--- START Provided records ---

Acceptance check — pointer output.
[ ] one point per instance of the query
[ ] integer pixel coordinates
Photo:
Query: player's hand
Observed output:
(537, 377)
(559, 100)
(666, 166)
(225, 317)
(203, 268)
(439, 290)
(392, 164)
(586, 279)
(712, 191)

--- END Provided records ---

Exercise directions:
Return these entries with every line unchanged.

Right answer:
Acceptance check — pointer output.
[ ] one point per instance of the query
[ ] integer pixel coordinates
Photo:
Query: player's hand
Observed output:
(537, 377)
(559, 100)
(666, 166)
(225, 317)
(203, 268)
(439, 290)
(392, 164)
(586, 279)
(712, 191)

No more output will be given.